(Point-per-instance localization data)
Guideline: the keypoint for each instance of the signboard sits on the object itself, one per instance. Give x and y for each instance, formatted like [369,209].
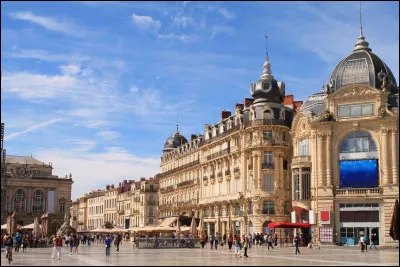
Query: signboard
[326,234]
[325,217]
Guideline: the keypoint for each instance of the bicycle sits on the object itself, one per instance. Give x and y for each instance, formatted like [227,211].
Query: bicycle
[9,254]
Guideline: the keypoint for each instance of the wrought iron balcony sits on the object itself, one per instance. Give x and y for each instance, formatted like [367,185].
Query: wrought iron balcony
[268,165]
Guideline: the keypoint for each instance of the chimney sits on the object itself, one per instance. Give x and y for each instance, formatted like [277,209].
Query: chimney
[225,114]
[248,102]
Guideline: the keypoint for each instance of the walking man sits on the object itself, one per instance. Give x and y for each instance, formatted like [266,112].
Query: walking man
[297,243]
[107,241]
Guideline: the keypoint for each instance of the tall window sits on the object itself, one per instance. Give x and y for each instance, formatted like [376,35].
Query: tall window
[268,182]
[303,147]
[237,185]
[268,157]
[251,182]
[19,200]
[267,135]
[305,183]
[296,184]
[269,207]
[38,201]
[358,142]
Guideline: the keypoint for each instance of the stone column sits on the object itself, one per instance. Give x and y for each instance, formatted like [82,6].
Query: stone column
[329,160]
[319,159]
[395,156]
[385,178]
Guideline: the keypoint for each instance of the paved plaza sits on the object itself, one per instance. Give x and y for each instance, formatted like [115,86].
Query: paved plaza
[95,255]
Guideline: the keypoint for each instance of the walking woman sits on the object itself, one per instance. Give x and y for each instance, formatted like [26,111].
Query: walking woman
[230,241]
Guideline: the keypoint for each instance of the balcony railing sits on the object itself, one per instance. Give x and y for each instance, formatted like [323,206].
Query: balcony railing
[219,136]
[268,166]
[359,191]
[301,159]
[267,122]
[219,153]
[193,163]
[186,183]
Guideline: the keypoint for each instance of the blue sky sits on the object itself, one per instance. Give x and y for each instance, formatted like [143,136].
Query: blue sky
[94,87]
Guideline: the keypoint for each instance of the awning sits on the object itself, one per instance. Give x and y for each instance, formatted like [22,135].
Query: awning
[288,225]
[168,221]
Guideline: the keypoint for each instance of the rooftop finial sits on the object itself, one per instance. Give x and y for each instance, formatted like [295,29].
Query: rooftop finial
[360,21]
[361,44]
[177,125]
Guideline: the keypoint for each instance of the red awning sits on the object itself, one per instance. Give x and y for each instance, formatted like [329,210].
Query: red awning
[288,225]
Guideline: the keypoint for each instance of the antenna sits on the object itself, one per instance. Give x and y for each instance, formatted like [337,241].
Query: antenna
[360,20]
[266,42]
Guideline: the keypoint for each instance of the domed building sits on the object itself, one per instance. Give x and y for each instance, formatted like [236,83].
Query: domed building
[345,167]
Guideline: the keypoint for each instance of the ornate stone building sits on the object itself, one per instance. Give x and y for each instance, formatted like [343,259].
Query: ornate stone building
[239,168]
[33,190]
[95,209]
[345,168]
[144,203]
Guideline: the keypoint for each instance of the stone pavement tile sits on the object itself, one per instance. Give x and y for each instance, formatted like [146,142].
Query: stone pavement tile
[95,256]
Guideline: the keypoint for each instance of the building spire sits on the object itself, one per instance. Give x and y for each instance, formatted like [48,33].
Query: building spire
[267,66]
[361,44]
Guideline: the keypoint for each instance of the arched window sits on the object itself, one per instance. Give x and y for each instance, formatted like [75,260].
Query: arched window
[19,200]
[286,208]
[268,115]
[358,142]
[237,209]
[38,201]
[269,207]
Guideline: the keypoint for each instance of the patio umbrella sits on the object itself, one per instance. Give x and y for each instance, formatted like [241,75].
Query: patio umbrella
[230,229]
[178,226]
[193,227]
[201,225]
[394,226]
[36,228]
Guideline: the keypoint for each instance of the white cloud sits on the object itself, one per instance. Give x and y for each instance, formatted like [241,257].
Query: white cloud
[216,29]
[108,135]
[96,170]
[184,38]
[50,23]
[146,23]
[32,128]
[71,69]
[228,15]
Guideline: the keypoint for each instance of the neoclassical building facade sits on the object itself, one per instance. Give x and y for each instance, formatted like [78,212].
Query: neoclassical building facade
[33,190]
[238,170]
[345,167]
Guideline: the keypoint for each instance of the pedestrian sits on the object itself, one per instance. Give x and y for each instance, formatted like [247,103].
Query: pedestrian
[269,239]
[245,246]
[71,243]
[230,241]
[24,243]
[107,241]
[212,239]
[297,243]
[366,241]
[373,241]
[238,247]
[216,240]
[57,241]
[76,244]
[117,241]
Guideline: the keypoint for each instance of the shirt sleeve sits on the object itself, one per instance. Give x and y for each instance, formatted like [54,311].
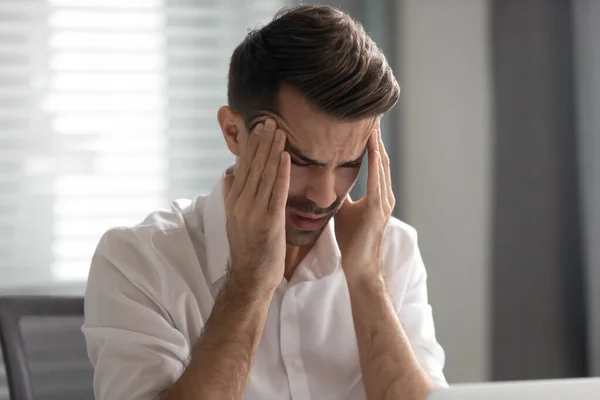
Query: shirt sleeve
[413,306]
[132,343]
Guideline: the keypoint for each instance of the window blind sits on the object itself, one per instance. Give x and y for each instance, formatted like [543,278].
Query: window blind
[107,112]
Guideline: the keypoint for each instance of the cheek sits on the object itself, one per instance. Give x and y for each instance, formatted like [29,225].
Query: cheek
[298,179]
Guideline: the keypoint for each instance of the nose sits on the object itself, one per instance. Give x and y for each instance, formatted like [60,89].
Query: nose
[321,188]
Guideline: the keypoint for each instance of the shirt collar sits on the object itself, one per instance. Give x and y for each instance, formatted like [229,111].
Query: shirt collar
[326,250]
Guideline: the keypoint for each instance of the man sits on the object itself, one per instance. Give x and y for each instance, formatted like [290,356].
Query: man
[276,285]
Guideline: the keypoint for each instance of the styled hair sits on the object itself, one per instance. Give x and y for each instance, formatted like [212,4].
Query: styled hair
[322,53]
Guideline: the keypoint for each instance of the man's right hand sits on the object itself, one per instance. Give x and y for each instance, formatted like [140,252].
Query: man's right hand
[255,200]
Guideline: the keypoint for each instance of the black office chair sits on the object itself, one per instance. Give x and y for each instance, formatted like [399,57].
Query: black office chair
[44,349]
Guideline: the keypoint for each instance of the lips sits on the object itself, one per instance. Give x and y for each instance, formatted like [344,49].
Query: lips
[306,222]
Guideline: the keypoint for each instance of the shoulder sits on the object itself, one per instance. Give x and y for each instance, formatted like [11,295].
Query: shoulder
[400,236]
[402,260]
[151,252]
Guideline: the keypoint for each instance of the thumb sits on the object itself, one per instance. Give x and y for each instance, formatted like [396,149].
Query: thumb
[346,205]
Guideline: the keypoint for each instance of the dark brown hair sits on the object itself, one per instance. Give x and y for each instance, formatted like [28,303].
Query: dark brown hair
[322,53]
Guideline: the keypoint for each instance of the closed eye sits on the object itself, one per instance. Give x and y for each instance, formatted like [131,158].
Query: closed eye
[354,164]
[299,163]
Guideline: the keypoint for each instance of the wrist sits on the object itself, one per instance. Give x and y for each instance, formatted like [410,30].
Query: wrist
[364,276]
[251,283]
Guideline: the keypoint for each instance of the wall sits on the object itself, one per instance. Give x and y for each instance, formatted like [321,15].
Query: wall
[587,52]
[445,167]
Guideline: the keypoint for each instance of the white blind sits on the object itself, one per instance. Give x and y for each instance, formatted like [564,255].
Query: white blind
[107,112]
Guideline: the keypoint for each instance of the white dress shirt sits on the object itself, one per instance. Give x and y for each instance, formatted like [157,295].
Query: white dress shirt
[151,289]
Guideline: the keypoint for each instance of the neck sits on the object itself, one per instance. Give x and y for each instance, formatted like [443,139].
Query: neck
[294,256]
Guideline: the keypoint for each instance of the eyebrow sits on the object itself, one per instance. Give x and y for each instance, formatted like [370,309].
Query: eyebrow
[293,150]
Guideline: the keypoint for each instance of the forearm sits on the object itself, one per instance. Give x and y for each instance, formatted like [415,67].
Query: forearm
[222,358]
[389,366]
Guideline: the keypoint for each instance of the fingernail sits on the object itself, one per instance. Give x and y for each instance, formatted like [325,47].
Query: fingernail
[270,125]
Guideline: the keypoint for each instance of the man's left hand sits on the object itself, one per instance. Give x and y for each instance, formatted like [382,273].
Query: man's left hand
[360,225]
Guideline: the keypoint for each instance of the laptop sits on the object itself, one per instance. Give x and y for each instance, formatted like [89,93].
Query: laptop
[569,389]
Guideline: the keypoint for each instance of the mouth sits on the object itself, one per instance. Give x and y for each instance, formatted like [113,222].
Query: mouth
[307,222]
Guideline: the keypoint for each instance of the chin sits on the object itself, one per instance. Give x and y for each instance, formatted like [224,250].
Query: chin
[295,237]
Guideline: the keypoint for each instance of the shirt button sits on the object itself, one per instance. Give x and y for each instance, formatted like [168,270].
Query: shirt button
[297,366]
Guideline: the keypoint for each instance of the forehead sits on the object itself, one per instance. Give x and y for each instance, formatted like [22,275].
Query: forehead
[318,135]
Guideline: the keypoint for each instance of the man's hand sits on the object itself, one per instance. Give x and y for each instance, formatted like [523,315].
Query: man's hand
[389,366]
[360,225]
[255,202]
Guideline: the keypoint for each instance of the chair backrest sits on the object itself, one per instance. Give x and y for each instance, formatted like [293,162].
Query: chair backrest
[44,349]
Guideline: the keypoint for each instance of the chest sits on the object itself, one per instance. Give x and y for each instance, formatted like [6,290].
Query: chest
[308,349]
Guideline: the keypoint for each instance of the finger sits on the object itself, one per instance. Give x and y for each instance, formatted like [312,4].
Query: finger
[281,187]
[257,165]
[373,191]
[265,188]
[241,173]
[389,192]
[227,184]
[383,190]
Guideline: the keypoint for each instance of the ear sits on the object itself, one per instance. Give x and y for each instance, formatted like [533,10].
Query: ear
[232,127]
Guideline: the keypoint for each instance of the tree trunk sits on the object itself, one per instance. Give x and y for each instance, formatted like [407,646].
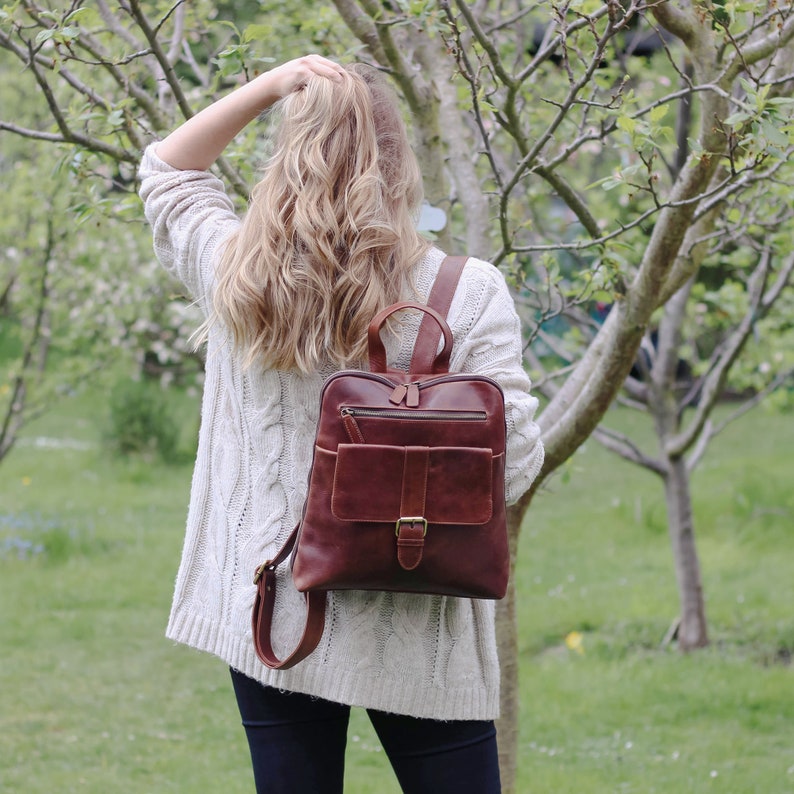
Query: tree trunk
[692,632]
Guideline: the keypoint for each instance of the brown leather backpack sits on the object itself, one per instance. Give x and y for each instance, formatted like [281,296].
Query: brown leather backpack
[406,490]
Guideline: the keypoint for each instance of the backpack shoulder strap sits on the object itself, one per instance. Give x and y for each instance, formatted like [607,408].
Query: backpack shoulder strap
[440,299]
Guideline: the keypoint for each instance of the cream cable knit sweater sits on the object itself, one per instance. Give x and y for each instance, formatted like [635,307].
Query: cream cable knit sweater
[410,654]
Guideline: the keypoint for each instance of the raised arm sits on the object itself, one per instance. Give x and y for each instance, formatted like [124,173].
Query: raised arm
[201,139]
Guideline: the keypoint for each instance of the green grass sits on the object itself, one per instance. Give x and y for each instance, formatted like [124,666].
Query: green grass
[94,699]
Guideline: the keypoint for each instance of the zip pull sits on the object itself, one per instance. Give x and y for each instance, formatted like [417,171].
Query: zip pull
[405,391]
[398,395]
[351,427]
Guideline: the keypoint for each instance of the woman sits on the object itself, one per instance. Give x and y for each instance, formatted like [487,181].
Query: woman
[288,292]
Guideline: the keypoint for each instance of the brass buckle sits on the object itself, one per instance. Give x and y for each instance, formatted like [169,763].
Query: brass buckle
[410,520]
[260,571]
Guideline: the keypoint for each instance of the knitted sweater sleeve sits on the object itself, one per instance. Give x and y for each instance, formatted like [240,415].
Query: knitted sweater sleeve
[490,343]
[190,214]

ACTIVITY: Retype the entries above exactly, but only from the line containing "Query: paved plaza" through the line containing "Guideline: the keypoint for each instance of the balcony", both included.

EXERCISE SOLUTION:
Query: paved plaza
[95,255]
Guideline: the keypoint for each instance of the walking woman sits on the object itself, one per instance. Give x and y for each instance, formatted like [26,111].
Query: walking woman
[230,241]
Guideline: the keypoint for each instance of the balcony railing sits on the object itself, one per instance. Give x and y for each instance, formatted like [323,206].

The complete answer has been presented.